| PROBLEM DETAILS |
Return every line of the records below verbatim, with no pictures in the copy.

| INFORMATION GIVEN |
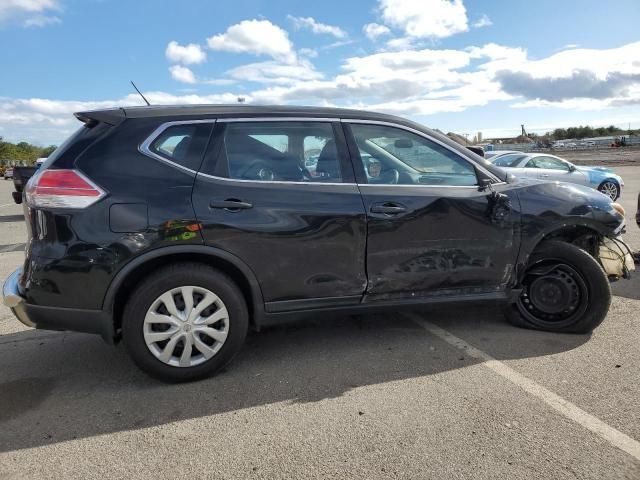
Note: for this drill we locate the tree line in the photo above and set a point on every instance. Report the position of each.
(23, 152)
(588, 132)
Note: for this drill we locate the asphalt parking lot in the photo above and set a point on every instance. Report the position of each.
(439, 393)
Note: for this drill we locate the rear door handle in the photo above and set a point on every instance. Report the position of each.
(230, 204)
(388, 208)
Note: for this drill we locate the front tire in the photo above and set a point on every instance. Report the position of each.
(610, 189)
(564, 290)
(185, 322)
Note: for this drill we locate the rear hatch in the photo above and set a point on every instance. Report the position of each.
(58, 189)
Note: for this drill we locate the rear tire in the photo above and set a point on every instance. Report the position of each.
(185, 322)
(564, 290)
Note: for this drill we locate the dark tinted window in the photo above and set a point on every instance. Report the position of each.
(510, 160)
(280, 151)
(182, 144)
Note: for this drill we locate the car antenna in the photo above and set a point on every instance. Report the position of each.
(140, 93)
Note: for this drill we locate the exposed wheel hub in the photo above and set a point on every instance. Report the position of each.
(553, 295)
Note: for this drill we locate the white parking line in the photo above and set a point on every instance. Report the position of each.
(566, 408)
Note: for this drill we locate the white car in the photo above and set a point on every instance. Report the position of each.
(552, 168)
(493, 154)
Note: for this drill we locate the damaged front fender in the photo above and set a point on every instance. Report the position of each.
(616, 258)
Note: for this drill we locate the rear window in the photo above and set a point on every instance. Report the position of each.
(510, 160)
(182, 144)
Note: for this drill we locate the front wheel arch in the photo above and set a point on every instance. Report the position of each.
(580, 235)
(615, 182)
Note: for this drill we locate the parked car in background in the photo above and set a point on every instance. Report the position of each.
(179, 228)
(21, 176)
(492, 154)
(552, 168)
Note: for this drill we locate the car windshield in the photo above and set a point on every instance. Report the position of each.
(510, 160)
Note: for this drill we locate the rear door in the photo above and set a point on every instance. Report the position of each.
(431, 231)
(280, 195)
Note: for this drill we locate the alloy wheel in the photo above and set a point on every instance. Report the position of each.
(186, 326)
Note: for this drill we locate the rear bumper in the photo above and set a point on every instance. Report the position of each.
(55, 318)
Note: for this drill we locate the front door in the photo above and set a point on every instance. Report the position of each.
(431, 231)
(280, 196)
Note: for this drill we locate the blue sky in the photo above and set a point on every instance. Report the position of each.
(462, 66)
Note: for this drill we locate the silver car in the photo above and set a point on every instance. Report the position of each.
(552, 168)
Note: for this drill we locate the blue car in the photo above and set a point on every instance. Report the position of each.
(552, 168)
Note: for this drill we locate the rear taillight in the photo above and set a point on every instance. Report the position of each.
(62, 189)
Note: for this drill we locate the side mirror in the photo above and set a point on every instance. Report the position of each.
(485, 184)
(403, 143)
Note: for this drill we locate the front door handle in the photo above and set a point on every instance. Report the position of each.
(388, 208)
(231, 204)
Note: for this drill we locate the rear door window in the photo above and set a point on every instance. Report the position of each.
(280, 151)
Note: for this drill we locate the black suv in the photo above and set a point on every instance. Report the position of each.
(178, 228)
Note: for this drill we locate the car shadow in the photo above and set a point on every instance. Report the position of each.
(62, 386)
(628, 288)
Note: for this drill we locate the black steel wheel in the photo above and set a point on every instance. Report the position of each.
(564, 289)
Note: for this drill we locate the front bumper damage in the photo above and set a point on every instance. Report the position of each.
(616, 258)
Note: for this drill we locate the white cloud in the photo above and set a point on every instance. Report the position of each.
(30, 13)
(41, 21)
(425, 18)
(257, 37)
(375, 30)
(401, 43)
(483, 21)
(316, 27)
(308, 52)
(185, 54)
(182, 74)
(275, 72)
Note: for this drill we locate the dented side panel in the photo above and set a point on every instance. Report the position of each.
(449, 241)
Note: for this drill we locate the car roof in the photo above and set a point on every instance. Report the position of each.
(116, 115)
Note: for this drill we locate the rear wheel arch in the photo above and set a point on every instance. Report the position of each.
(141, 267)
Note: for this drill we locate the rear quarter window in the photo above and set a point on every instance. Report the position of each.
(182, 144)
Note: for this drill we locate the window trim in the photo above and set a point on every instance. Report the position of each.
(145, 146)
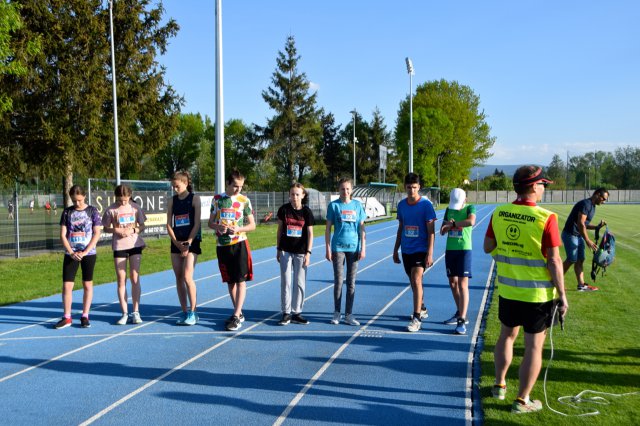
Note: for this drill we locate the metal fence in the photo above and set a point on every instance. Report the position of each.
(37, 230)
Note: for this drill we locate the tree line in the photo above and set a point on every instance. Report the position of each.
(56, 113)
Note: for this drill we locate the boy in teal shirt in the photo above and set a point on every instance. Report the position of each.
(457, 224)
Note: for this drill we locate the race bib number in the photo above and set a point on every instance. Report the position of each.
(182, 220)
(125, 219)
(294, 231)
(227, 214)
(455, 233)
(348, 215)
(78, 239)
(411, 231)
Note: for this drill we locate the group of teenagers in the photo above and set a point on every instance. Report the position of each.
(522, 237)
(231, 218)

| EXERCISE SOLUTION |
Note: for this drill we locate the tree line in the photo above and set a point on every instance. Report the position of each.
(23, 152)
(588, 132)
Note: for this drill we locate the asphalt parking lot in the photo above and set a point on every instance. Report the position of each.
(439, 393)
Note: for this drill we locate the rear door handle in the photo above and set a point on every instance. Report the position of each.
(230, 204)
(388, 208)
Note: for this drill we locate the front tire in the photo above and set a point on every instance. Report the position of each.
(610, 189)
(564, 290)
(185, 322)
Note: for this drill we locate the rear hatch in the photo above and set a point on every instance. Report the position of each.
(58, 189)
Note: for this drill we locate the rear tire in the photo above and set a point on every instance. Report the position of each.
(185, 322)
(564, 290)
Note: for this drill we locate the dark tinted window in the photo above and set a point on every instance. Report the position of each.
(510, 160)
(280, 151)
(182, 144)
Note: for this drill we locate the car antenna in the photo above and set a point on every instance. Report the position of each.
(140, 93)
Note: for this drill we locate the exposed wheel hub in the photo above and set a point on every instance. Report the position of each.
(553, 295)
Note: for this drill we locate the white parking line in the photo above and set a point on every instance. Report the position of each.
(566, 408)
Note: for this drill we locate the white car in the photo above and set a point on every instance. Report the position of each.
(552, 168)
(493, 154)
Note: for this drill we locate the damaged front fender in the photo above and set a point on every instance. Report the position of each.
(616, 258)
Note: for this drill we locate the rear window in the photo above and set a point on every instance. Report the position of each.
(510, 160)
(182, 144)
Note: for this drill we locate the front wheel arch in the photo above and set a point on every instance. Report the position of each.
(580, 235)
(615, 182)
Note: for this drill we locate the parked car in background in the photo above and set a point on every instance. Report the position of each.
(179, 228)
(21, 176)
(492, 154)
(552, 168)
Note: for this drill we locate the car windshield in the photo above and set a point on every instance. Report the position of each.
(510, 160)
Note: for this drill we locate the rear door in the photo above and set a point on every instance. Report the position of each.
(431, 231)
(280, 195)
Note: for this drill we locate the alloy wheel in the photo above and set a point on every instance. Report the position of each.
(186, 326)
Note: for this drill we locate the rear bumper in the photo above and set a point on every instance. Report the position of each.
(55, 318)
Note: for this drill we locate the front door in the photo above and set a point on every instance. Report the position of each.
(431, 231)
(280, 196)
Note: for this drill we locate the blue sky in the photo above and set a point on every instance. Report the position of each.
(462, 66)
Note: for this drill we locate the silver car in the photo above and set a point on every instance. Report the position of each.
(552, 168)
Note: for this drill we locate the blue car in the photo above and set a point on every instance. Report the position of each.
(552, 168)
Note: for this drill we locate the rear taillight in the photo above and set a point on every instance. Report the position of each.
(62, 189)
Note: for this drill we locate the side mirror in the photo above and set a point on every instance. Report the position of each.
(485, 184)
(403, 143)
Note: for this drill we locate the front door handle in the photo above and set a point on every instance. Report the position of each.
(388, 208)
(231, 204)
Note: for this drill we locate the rear door window in the photo above and set a point on every instance. Report the position of each.
(280, 151)
Note: for this drill we locate the black suv in the photo above and set a point on every instance. Report the position of each.
(178, 228)
Note: for this drill we locate the car shadow in the photo above and set a point on every instance. Report the position of each.
(62, 386)
(628, 288)
Note: for this drill we locate the black steel wheel in the photo above and set a point on every instance. Report the position of each.
(564, 289)
Note: for this drill we locate the front bumper damage in the photo above and set a point on every instance. Report the position of each.
(616, 258)
Note: for this drill we locate the white cloud in the photo above and set a point on every instance. Report the position of each.
(30, 13)
(41, 21)
(425, 18)
(257, 37)
(375, 30)
(401, 43)
(483, 21)
(316, 27)
(308, 52)
(185, 54)
(182, 74)
(275, 72)
Note: for this drill we locate the dented side panel in the photo above and set a point on every instance. Report the position of each.
(449, 241)
Note: for this drill we locate the car roof in the photo above and set a point on every instance. Report the position of each.
(116, 115)
Note: for this drill we locate the rear wheel arch in the photo above and set a point on every instance. Report the position of each.
(141, 267)
Note: for this drill we locate the rear quarter window in the photo above and set a point on every instance. Report the position of each.
(182, 144)
Note: for this drill we locate the window trim in the photo above and set a point on every instance. Report the position of each.
(145, 146)
Note: for this drill we locate the metal fence in the photo above and set a point on every instance. Report the position of each.
(37, 230)
Note: for this drill we locate the tree line in the photo above and set a point on every instance. Report the position of each.
(56, 113)
Note: for this drill we locate the boy in teal shirt in the photo above and set a point on every instance. Report the position of each.
(457, 224)
Note: for this drill we locate the race bib number in the photo above and set a point on every instance. Report the position of each.
(182, 220)
(125, 219)
(294, 231)
(227, 214)
(455, 233)
(348, 215)
(78, 239)
(411, 231)
Note: for this drill we locate the group of teenagers in the photo above and set a point on every instance. Report the position of each.
(522, 237)
(231, 218)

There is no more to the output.